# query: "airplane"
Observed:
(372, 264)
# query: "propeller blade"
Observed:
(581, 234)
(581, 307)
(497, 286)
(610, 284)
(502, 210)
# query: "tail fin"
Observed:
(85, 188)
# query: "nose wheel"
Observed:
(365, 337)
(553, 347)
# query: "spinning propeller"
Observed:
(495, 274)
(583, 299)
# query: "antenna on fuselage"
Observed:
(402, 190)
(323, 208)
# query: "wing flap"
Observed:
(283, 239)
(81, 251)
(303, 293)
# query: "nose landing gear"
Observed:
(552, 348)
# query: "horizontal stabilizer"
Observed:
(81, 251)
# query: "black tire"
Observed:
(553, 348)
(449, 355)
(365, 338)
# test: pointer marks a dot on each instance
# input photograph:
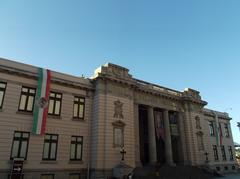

■ **Problem to solve**
Where an entry contains an image, skip the image and write out the rest exactly.

■ **Result**
# query: "airplane"
Observed:
(372, 264)
# query: "propeller blade"
Observed:
(581, 234)
(581, 307)
(497, 286)
(610, 284)
(502, 210)
# query: "tail fin"
Observed:
(85, 188)
# query: "nose wheel"
Observed:
(365, 337)
(553, 347)
# query: "spinning propeller"
Observed:
(495, 274)
(583, 299)
# query: "antenna on fuselage"
Observed:
(402, 190)
(323, 208)
# query: "wing flap"
Observed:
(283, 239)
(81, 251)
(303, 293)
# query: "nose landing gear"
Observed:
(552, 348)
# query: "horizontal stabilizer"
Observed:
(81, 251)
# query: "black tire"
Observed:
(553, 348)
(449, 355)
(365, 338)
# test: pointer marks a dot on each instance
# input photograph:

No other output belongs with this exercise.